Provided is a method of automatically extending a seed set. Based on an input seed set, initial seed set candidates are generated. Also generated are categories that will vote on the initial seed set candidates. A weight for each category is determined and each initial seed set candidate is scored. The final seed set candidates are selected from the initial seed set candidates based on their scores.

Description

    CLAIM FOR PRIORITY
  • The present application claims priority under 35 U.S.C 119 (a)-(d) to Indian Patent application number 4081/CHE/2011, filed on Nov. 25, 2011, which is incorporated by reference herein its entirety.
  • BACKGROUND
  • The web has emerged as the most preferred way of searching for information for people who have access to the internet. With just a few clicks one could literally access thousands of documents that get uploaded each day. A simple internet search requires providing a few key word inputs to a search engine, which then displays the search results. Typically, a named entity (NE) search is done to search for desired information. A named entity, generally, refers to a word or groups of words, such as, the name of a company, a person, a location, a time, a date, a numerical value, etc.
  • A mechanism to make the search task convenient for a user is to perform an entity set expansion. By an entity set expansion, a given seed set is expanded to include other semantically similar items. The expanded seed set is then offered to the user for making a selection. To provide an example, if the user input is “Toy Story 2”, this seed set may be expanded to include “Toy Story 2 movie”, “Toy Story 2 games”, “Toy Story 2 merchandise” etc. The expanded seed set helps a user narrow down the search terms to his actual requirement. However, this mechanism has its own limitations.
  • BRIEF DESCRIPTION OF THE DRAWINGS
  • For a better understanding of the solution, embodiments will now be described, purely by way of example, with reference to the accompanying drawings, in which:
  • FIG. 1 shows a flow chart of a method for automatically extending a seed set, according to an embodiment.
  • FIG. 2 illustrates a system for automatically extending a seed set, according to an embodiment.
  • DETAILED DESCRIPTION OF THE INVENTION
  • As mentioned above, an initial seed set may be expanded by a search engine to offer a user an expanded seed set. The user can then make a selection of his choice from the expanded seed set which would be used by the search engine for performing a search. One of the limitations of this mechanism is that it does not take into account context of the seed set. For instance, if the user input is “Toy Story 2”, the expanded seed set may include “Toy Story 2 movie”, “Toy Story 2 games”, “Toy Story 2 merchandise” etc, but will not include seed set, such as “Movie for kids”, “Toy movies”, “Animation movies”, etc. Another limitation of the above method is that it also does not take into account a user's interests. For instance, a user's profile may give key indications related to his interest. To illustrate, let's assume that a user's profile indicates that he likes films like “Terminator”, “Transformers”, etc. The present seed set expansion methods do not is take into account user's interests prior to performing a seed set expansion. For example, in this case, a seed set expansion may include items such as “Transformers 2”, “Transformers 3”, “Transformers merchandise”, etc. but may not include terms like “Action films”, “Sci-fi movies”, etc.
  • Embodiments of the present solution provide a method and system for automatically extending a seed set that takes into a user's interest.

* _Things to do_:
**a.** In the patent description on seed set expansion, which earlier application does the present application claim priority to?
**b.** According to the patent description on seed set expansion, why would an expanded seed set for "Toy Story 2" leave out terms such as "Movie for kids" or "Animation movies"? Answer in one to three sentences.
**c.** Continue the patent description on seed set expansion from the point where it stops.

* _Data under study_:
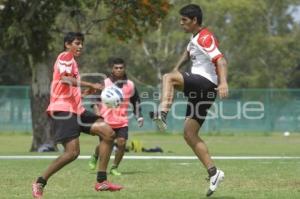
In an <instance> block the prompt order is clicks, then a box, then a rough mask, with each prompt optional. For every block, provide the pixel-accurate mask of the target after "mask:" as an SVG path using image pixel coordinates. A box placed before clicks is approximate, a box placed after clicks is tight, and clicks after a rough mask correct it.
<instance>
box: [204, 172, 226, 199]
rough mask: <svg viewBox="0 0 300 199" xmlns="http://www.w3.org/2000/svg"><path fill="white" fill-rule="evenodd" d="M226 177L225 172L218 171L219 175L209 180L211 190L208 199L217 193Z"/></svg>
mask: <svg viewBox="0 0 300 199" xmlns="http://www.w3.org/2000/svg"><path fill="white" fill-rule="evenodd" d="M224 177H225V176H224V172H223V171H221V170H217V173H216V174H215V175H214V176H211V177H210V178H209V189H208V191H207V193H206V196H207V197H209V196H211V195H212V194H213V193H214V192H215V191H216V189H217V188H218V186H219V184H220V183H221V182H222V181H223V180H224Z"/></svg>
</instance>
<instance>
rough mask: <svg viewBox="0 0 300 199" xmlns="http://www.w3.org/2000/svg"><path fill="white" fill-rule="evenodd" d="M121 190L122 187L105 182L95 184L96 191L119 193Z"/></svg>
mask: <svg viewBox="0 0 300 199" xmlns="http://www.w3.org/2000/svg"><path fill="white" fill-rule="evenodd" d="M121 189H123V187H122V186H120V185H117V184H113V183H111V182H108V181H107V180H106V181H103V182H97V183H96V184H95V190H96V191H120V190H121Z"/></svg>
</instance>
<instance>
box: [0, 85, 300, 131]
mask: <svg viewBox="0 0 300 199" xmlns="http://www.w3.org/2000/svg"><path fill="white" fill-rule="evenodd" d="M139 91H140V96H141V98H142V109H143V114H144V118H145V124H144V127H143V128H141V129H140V128H138V127H137V123H136V121H135V119H134V117H130V118H131V119H130V124H129V126H130V130H131V131H153V130H155V128H156V127H155V125H154V124H153V123H152V121H151V120H150V118H149V117H148V112H149V111H152V110H153V107H154V106H156V105H157V104H158V99H159V97H158V96H159V92H157V91H155V90H151V89H147V88H139ZM185 109H186V100H185V98H184V96H183V94H182V93H181V92H178V93H176V95H175V99H174V103H173V106H172V110H171V112H170V113H169V115H168V130H169V131H172V132H181V131H182V129H183V121H184V116H185ZM130 115H131V114H130ZM31 131H32V127H31V110H30V88H29V87H27V86H0V132H31ZM202 131H205V132H282V131H291V132H300V89H232V90H231V91H230V97H229V98H227V99H225V100H216V102H215V103H214V104H213V105H212V107H211V109H210V110H209V113H208V116H207V119H206V122H205V123H204V125H203V127H202Z"/></svg>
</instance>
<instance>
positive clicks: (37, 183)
mask: <svg viewBox="0 0 300 199" xmlns="http://www.w3.org/2000/svg"><path fill="white" fill-rule="evenodd" d="M43 189H44V186H43V185H42V184H41V183H36V182H35V183H33V184H32V196H33V198H36V199H41V198H42V197H43Z"/></svg>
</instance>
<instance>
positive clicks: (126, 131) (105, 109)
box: [89, 58, 144, 176]
mask: <svg viewBox="0 0 300 199" xmlns="http://www.w3.org/2000/svg"><path fill="white" fill-rule="evenodd" d="M109 65H110V67H111V74H110V76H109V77H108V78H106V79H105V80H104V86H105V87H110V86H112V85H116V86H118V87H119V88H121V89H122V91H123V97H124V101H123V102H122V103H121V105H120V106H119V107H117V108H108V107H107V106H106V105H105V104H104V103H101V102H99V103H96V104H95V105H94V106H93V109H94V111H95V113H96V114H97V115H99V116H101V117H103V118H104V121H105V122H106V123H107V124H109V125H110V126H111V127H112V128H113V130H114V131H115V133H116V149H117V150H116V152H115V159H114V162H113V165H112V167H111V169H110V173H111V174H112V175H115V176H120V175H121V173H120V172H119V171H118V170H117V169H118V166H119V164H120V162H121V161H122V158H123V156H124V153H125V148H126V141H127V140H128V112H127V111H128V107H129V104H130V103H131V104H132V105H133V113H134V114H135V117H136V119H137V122H138V126H139V127H142V126H143V123H144V119H143V116H142V113H141V106H140V97H139V94H138V91H137V89H136V87H135V85H134V83H133V82H132V81H131V80H129V79H128V78H127V75H126V64H125V62H124V60H123V59H121V58H113V59H112V60H110V63H109ZM99 100H100V99H99ZM100 142H101V140H100ZM98 148H99V145H98V146H97V147H96V149H95V154H94V155H92V156H91V158H90V161H89V167H90V169H92V170H93V169H95V168H96V164H97V160H98V157H99V149H98ZM100 161H101V157H100Z"/></svg>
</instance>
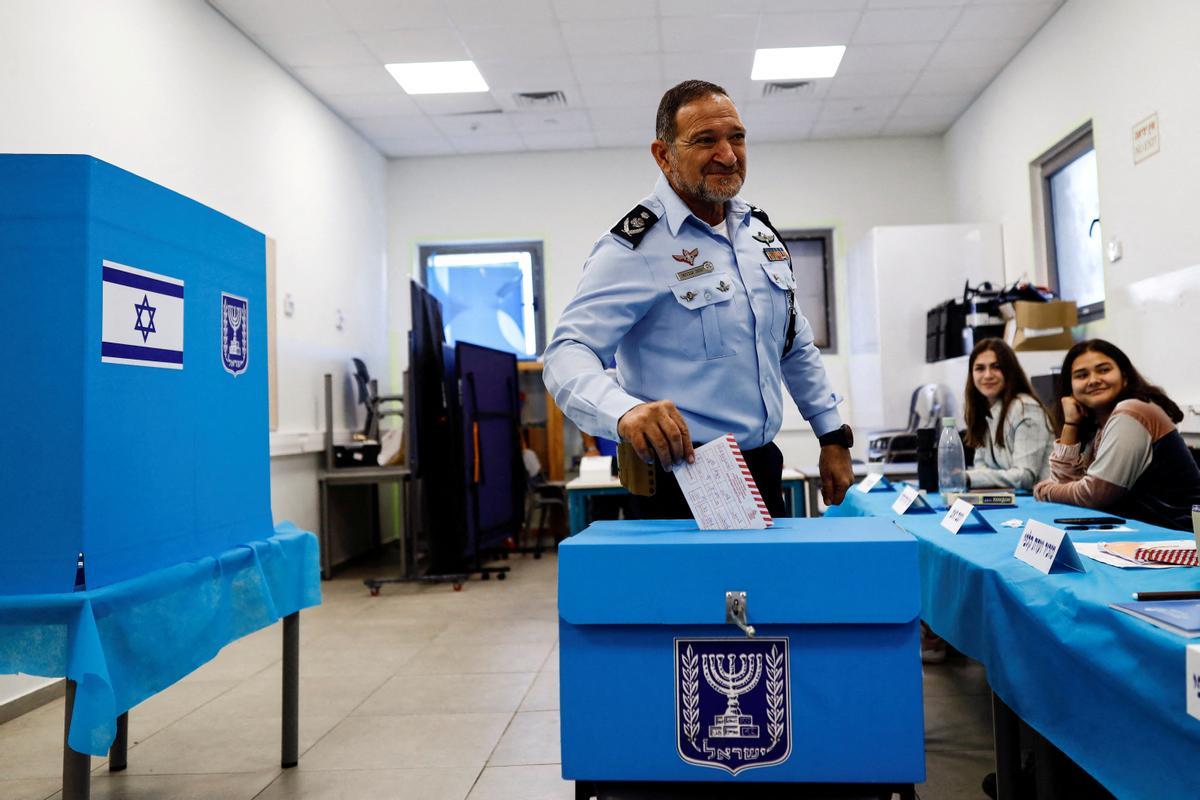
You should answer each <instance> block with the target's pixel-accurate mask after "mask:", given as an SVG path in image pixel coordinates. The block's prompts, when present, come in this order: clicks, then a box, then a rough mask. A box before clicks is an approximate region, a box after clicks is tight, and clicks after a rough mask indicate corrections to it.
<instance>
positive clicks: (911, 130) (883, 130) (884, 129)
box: [883, 115, 955, 136]
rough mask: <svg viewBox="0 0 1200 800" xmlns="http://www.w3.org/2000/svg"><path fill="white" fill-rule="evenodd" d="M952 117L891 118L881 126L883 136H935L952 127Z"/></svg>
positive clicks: (948, 129)
mask: <svg viewBox="0 0 1200 800" xmlns="http://www.w3.org/2000/svg"><path fill="white" fill-rule="evenodd" d="M954 119H955V118H953V116H949V115H946V116H893V118H892V119H890V120H889V121H888V122H887V125H884V126H883V136H935V134H938V133H946V132H947V131H948V130H949V128H950V126H952V125H954Z"/></svg>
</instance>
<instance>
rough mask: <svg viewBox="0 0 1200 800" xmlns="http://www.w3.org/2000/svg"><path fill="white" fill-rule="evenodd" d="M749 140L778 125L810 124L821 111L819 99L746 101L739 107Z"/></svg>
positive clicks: (756, 136)
mask: <svg viewBox="0 0 1200 800" xmlns="http://www.w3.org/2000/svg"><path fill="white" fill-rule="evenodd" d="M738 110H739V112H740V113H742V120H743V121H744V122H745V124H746V134H748V138H749V139H750V142H754V140H755V139H757V138H758V133H760V131H761V130H770V128H778V127H780V126H791V127H800V126H811V125H812V122H814V121H816V119H817V115H818V114H820V113H821V102H820V101H808V102H803V101H794V100H780V101H776V102H768V103H746V104H745V106H743V107H742V108H740V109H738Z"/></svg>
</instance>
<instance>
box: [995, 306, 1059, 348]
mask: <svg viewBox="0 0 1200 800" xmlns="http://www.w3.org/2000/svg"><path fill="white" fill-rule="evenodd" d="M1000 313H1001V315H1002V317H1003V318H1004V320H1006V321H1004V341H1006V342H1007V343H1008V344H1009V345H1012V348H1013V349H1014V350H1067V349H1069V348H1070V347H1072V345H1073V344H1074V343H1075V337H1073V336H1072V333H1070V329H1072V326H1073V325H1076V324H1078V323H1079V312H1078V309H1076V308H1075V301H1074V300H1054V301H1051V302H1030V301H1027V300H1018V301H1015V302H1012V303H1006V305H1003V306H1001V307H1000Z"/></svg>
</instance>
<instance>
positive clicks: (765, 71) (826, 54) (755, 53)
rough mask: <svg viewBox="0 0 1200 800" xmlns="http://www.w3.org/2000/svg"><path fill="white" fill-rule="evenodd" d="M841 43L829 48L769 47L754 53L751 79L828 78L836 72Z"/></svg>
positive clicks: (795, 78)
mask: <svg viewBox="0 0 1200 800" xmlns="http://www.w3.org/2000/svg"><path fill="white" fill-rule="evenodd" d="M845 54H846V46H845V44H835V46H829V47H770V48H760V49H757V50H755V54H754V67H752V68H751V70H750V79H751V80H808V79H812V78H832V77H834V74H836V72H838V65H840V64H841V56H842V55H845Z"/></svg>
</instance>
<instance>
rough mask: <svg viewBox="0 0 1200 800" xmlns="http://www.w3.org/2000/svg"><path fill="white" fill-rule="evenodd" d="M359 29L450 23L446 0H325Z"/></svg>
mask: <svg viewBox="0 0 1200 800" xmlns="http://www.w3.org/2000/svg"><path fill="white" fill-rule="evenodd" d="M326 2H329V5H330V7H331V8H332V10H334V11H336V12H337V14H338V16H340V17H341V18H342V19H343V20H344V22H346V24H347V25H349V26H350V28H352V29H354V30H356V31H383V30H401V29H412V28H443V26H445V25H448V24H449V23H450V18H449V17H448V16H446V12H445V2H443V0H403V2H396V0H326Z"/></svg>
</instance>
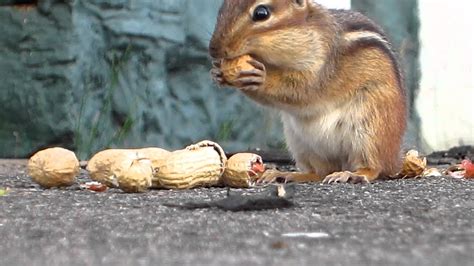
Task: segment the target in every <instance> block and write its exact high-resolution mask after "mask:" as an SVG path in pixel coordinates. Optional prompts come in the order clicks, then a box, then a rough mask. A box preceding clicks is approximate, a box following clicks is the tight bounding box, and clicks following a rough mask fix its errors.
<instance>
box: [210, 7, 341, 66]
mask: <svg viewBox="0 0 474 266" xmlns="http://www.w3.org/2000/svg"><path fill="white" fill-rule="evenodd" d="M335 30H336V29H335V26H334V23H333V20H332V18H331V16H330V15H329V13H328V11H327V10H326V9H324V8H323V7H321V6H320V5H318V4H316V3H314V1H313V0H224V3H223V4H222V7H221V9H220V11H219V16H218V18H217V24H216V28H215V31H214V34H213V36H212V40H211V42H210V45H209V53H210V55H211V56H212V57H213V58H215V59H222V58H234V57H238V56H241V55H244V54H249V55H251V56H253V57H255V58H257V59H258V60H260V61H262V62H263V63H265V64H267V65H274V66H285V67H288V68H303V67H306V66H307V65H308V64H314V63H315V62H317V61H324V59H325V56H326V55H327V54H328V53H329V50H330V47H329V46H330V45H331V42H332V40H331V38H332V36H334V35H335V34H334V31H335ZM331 33H332V34H331Z"/></svg>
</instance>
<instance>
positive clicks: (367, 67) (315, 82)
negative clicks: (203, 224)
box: [209, 0, 406, 183]
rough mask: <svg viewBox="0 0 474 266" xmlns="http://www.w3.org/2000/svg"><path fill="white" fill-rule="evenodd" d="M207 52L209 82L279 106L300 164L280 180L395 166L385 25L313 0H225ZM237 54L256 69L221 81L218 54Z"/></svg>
mask: <svg viewBox="0 0 474 266" xmlns="http://www.w3.org/2000/svg"><path fill="white" fill-rule="evenodd" d="M209 52H210V55H211V57H212V58H213V69H212V70H211V75H212V78H213V80H214V81H215V82H216V83H218V84H219V85H230V86H233V87H236V88H237V89H238V90H240V91H241V92H243V93H244V94H246V95H247V96H248V97H250V98H251V99H253V100H255V101H256V102H259V103H261V104H263V105H266V106H270V107H273V108H276V109H278V110H280V112H281V119H282V121H283V125H284V133H285V137H286V142H287V146H288V149H289V151H290V153H291V154H292V155H293V157H294V159H295V161H296V165H297V167H298V168H299V169H301V170H302V172H296V173H285V176H284V177H285V178H286V179H287V180H288V181H295V182H311V181H321V180H322V181H323V182H326V183H333V182H351V183H361V182H363V183H365V182H371V181H373V180H375V179H376V178H378V177H379V176H389V175H392V174H395V173H396V172H397V170H398V169H399V165H400V161H401V156H400V146H401V142H402V138H403V135H404V131H405V127H406V99H405V91H404V84H403V78H402V74H401V70H400V66H399V63H398V61H397V58H396V56H395V54H394V52H393V51H392V47H391V45H390V43H389V41H388V40H387V37H386V36H385V34H384V32H383V30H382V29H381V28H380V27H379V26H377V25H376V24H375V23H374V22H372V21H371V20H370V19H368V18H367V17H365V16H364V15H362V14H360V13H357V12H353V11H348V10H333V9H326V8H324V7H322V6H321V5H319V4H317V3H315V2H314V1H312V0H224V3H223V4H222V7H221V9H220V11H219V15H218V18H217V24H216V27H215V31H214V33H213V36H212V39H211V41H210V44H209ZM243 55H250V56H251V58H253V59H250V60H249V61H248V63H249V64H251V65H252V66H253V67H254V69H252V70H244V71H241V72H240V73H239V75H238V79H237V80H236V81H235V82H233V83H232V84H228V83H227V81H226V80H225V79H224V78H223V73H222V71H221V69H220V66H221V63H222V60H227V59H232V58H236V57H240V56H243ZM280 174H281V173H280ZM277 175H279V174H277ZM274 177H275V175H273V176H270V177H265V178H266V179H268V180H270V179H272V178H274ZM268 180H267V181H268Z"/></svg>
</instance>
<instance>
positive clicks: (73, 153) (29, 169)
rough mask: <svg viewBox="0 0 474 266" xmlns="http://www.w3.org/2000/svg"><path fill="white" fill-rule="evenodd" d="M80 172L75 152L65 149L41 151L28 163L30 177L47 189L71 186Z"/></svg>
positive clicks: (73, 183) (78, 161)
mask: <svg viewBox="0 0 474 266" xmlns="http://www.w3.org/2000/svg"><path fill="white" fill-rule="evenodd" d="M79 171H80V167H79V160H78V159H77V157H76V155H75V154H74V152H72V151H69V150H66V149H63V148H50V149H46V150H42V151H39V152H37V153H36V154H35V155H33V156H32V157H31V158H30V160H29V161H28V173H29V175H30V176H31V177H32V179H33V181H35V182H36V183H38V184H40V185H41V186H42V187H45V188H51V187H65V186H70V185H72V184H74V182H75V181H76V176H77V175H78V174H79Z"/></svg>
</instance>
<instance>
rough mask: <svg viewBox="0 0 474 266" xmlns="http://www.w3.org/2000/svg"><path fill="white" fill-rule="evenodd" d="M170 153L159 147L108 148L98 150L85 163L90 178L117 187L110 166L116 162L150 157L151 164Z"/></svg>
mask: <svg viewBox="0 0 474 266" xmlns="http://www.w3.org/2000/svg"><path fill="white" fill-rule="evenodd" d="M168 154H170V152H169V151H167V150H164V149H161V148H153V147H150V148H143V149H109V150H104V151H101V152H98V153H97V154H95V155H94V156H93V157H92V158H91V159H90V160H89V162H88V163H87V171H89V174H90V177H91V179H92V180H95V181H98V182H101V183H103V184H105V185H107V186H109V187H118V185H119V184H118V182H117V177H116V175H115V174H114V173H113V171H112V166H113V164H114V163H116V162H119V163H120V162H123V161H124V160H127V159H128V160H135V159H140V158H147V159H150V160H151V162H152V164H153V165H154V164H160V163H157V161H161V160H163V159H164V158H166V156H167V155H168Z"/></svg>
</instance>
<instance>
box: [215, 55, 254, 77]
mask: <svg viewBox="0 0 474 266" xmlns="http://www.w3.org/2000/svg"><path fill="white" fill-rule="evenodd" d="M249 60H252V57H251V56H250V55H243V56H240V57H237V58H233V59H226V60H223V61H222V64H221V71H222V75H223V78H224V79H225V80H226V81H227V83H229V84H233V83H234V82H235V81H236V80H237V78H238V77H239V73H240V72H241V71H246V70H252V69H254V67H253V66H252V65H251V64H249V63H248V61H249Z"/></svg>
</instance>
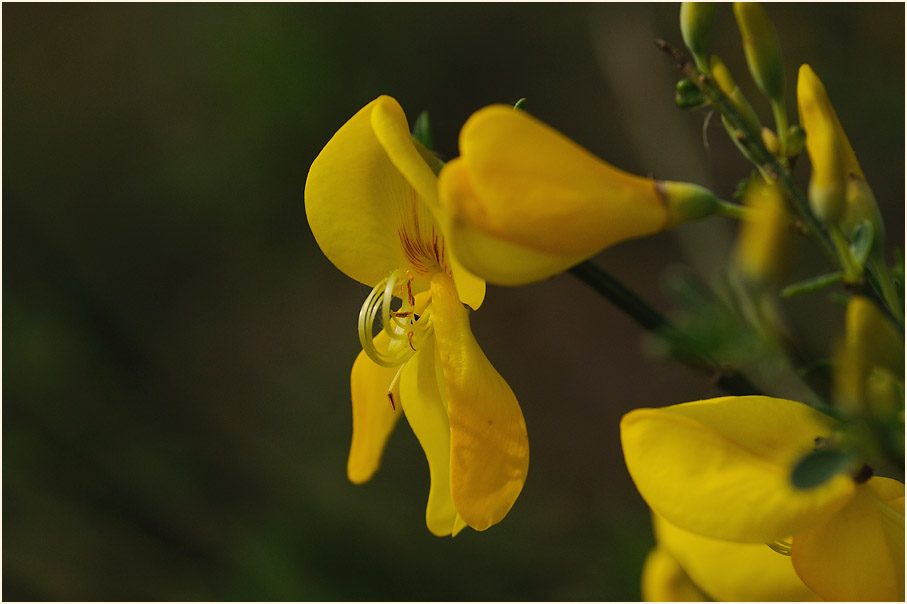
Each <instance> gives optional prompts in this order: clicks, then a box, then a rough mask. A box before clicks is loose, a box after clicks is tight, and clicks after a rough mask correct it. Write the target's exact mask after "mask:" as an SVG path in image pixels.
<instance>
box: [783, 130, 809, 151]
mask: <svg viewBox="0 0 907 604" xmlns="http://www.w3.org/2000/svg"><path fill="white" fill-rule="evenodd" d="M805 146H806V132H805V131H804V130H803V128H801V127H800V126H798V125H797V124H794V125H793V126H791V127H790V128H788V129H787V141H786V147H785V148H784V155H786V156H787V157H796V156H798V155H800V152H801V151H803V147H805Z"/></svg>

* _Task results_:
**a.** Indian Patent application number 4081/CHE/2011, filed on Nov. 25, 2011.

**b.** The existing expansion mechanism does not take into account the context of the seed set. It therefore adds variants such as "Toy Story 2 movie," "Toy Story 2 games," and "Toy Story 2 merchandise," but not contextually related terms like "Movie for kids," "Toy movies," or "Animation movies."

**c.**
  • The method may be implemented in a computing system, such as, but not limited to, a desktop computer, a notebook computer, a server computer, a personal digital assistant (PDA), a mobile device, a touch pad, a television (TV) set, a docking device, and the like. The computing system may be connected to a computer network, such as, an intranet or the internet (World Wide Web), through wired (for example, co-axial cable) or wireless (for example, Wi-Fi) means.
  • The method makes use of Wikipedia categories. Wikipedia uses a category system, which provides links to all Wikipedia articles in the form of a hierarchy of categories. The categories allow articles to be placed in one or more groups, and allow those groups to be further categorized. Each article in Wikipedia belongs to at least one category. There are two kinds of categories in Wikipedia. Topic categories are named after a topic and usually share a name with the Wikipedia article on that topic. For example, category “Cricket” would contain all articles related to cricket. Set categories are created for a class of object. For example, category “Wines of France” contains articles whose subjects are wines of France.
  • At block 110, based on an input (seed set) received from a user, initial seed set candidates are generated. For example, if a user enters a text input “Toy Story 2” in a search engine, the method generates seed set candidates based on input “Toy Story 2”. The seed set generation may be performed in two ways. In one example, the web links on the Wikipedia pages of the seed input are considered as possible initial seed set candidates. To illustrate with the “Toy Story 2” input, the web links on the “Toy Story 2” Wikipedia web page, for instance, “Plot”, “Voice Cast”, “Production”, “Music”, “Awards”, etc. would be considered as initial seed set candidates.
  • In another example, other members of the categories to which the members in the seed set belong are considered as initial seed set candidates. To provide an illustration, let's assume that the user input is “Champagne wine”. Now “Champagne wine” belongs to broader category “French wine”, and there are additional categories, such as, “French Wine AOC”, “French Winemakers”, “Wine regions of France”, “Wineries of France” etc. in this broader category. In the present example, apart from pages in the category “Champagne wine”, these additional categories are also considered for generating a candidate seed set.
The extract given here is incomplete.